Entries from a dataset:
>> START

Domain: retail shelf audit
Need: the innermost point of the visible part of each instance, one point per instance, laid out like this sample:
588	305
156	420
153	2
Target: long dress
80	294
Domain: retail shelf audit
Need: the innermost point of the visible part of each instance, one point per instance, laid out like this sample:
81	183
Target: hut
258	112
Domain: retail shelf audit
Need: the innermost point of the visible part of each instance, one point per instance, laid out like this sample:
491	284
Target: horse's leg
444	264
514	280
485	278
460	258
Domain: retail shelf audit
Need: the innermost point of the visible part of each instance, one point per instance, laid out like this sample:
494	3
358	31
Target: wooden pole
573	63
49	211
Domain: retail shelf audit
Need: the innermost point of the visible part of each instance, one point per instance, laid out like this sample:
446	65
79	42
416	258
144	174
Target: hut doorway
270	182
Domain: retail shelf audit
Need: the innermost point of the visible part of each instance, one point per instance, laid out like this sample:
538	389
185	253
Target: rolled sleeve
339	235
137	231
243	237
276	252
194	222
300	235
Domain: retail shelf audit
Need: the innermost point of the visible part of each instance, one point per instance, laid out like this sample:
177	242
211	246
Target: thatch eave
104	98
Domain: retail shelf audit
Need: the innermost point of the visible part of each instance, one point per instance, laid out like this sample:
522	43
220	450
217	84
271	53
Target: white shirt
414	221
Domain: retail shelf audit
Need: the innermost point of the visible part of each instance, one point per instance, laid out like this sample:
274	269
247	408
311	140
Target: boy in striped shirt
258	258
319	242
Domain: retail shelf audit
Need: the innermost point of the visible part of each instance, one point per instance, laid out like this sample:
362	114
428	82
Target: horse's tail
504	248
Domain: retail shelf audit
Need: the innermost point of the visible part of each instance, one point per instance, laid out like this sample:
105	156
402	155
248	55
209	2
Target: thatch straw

>> END

The request ->
The entries above should be repeated exactly, every one of them.

Final result ->
Domain: retail shelf audit
Need: the innermost point of the visible part of each instance, one point per instance, laid out like this sample:
588	305
156	420
153	2
Target: long dress
80	294
Domain: retail shelf audit
Need: the innermost point of the visible part of each instance, one point per instance, laid out like this sample:
81	183
Target: hut
258	112
Domain: retail shelf audit
Need: the innermost point of the visible part of each instance, one point per instance, laid out like this sample:
491	284
Target: horse's leg
444	264
514	280
485	278
460	258
Domain: retail shelf audit
Need: the innermost point of the visible part of each instance, one point per instance, laid out like this sample:
494	3
358	31
Target: wooden pole
573	63
49	211
Domain: retail shelf audit
Need: the innermost point of the visible part of each instance, one point per instance, laid out like this sample:
446	65
79	42
416	258
144	174
Target: hut doorway
270	182
Domain: retail shelf audit
Need: the innermost point of the visible part of each instance, one point per instance, laid out like this sample:
538	389
185	253
Target: rolled sleeve
339	235
137	231
243	237
276	252
194	222
300	235
Domain: retail shelf audit
Need: the innermost point of the visible part of each instance, one point per instance, laid out like this sample:
177	242
211	246
Target: thatch eave
104	98
Domain: retail shelf audit
Need: the innermost point of the visible part of each instance, one point per instance, laid out like this sample:
522	43
220	450
217	84
271	53
Target: white shirt
414	221
Domain: retail shelf audit
Need: the innermost point of the visible part of each instance, one point per instance, laid out like this sample:
274	269
247	408
311	140
Target: boy in striped shirt
258	258
319	242
Domain: retail shelf audit
Need: the innermost point of the visible part of each instance, one point per instance, laid out like this sample:
362	114
428	82
Target: horse's tail
504	248
Domain: retail shelf audit
Need: the innermost point of the visible part of each instance, one point per instance, laid out like this sample:
105	156
402	155
248	55
209	2
Target: thatch straw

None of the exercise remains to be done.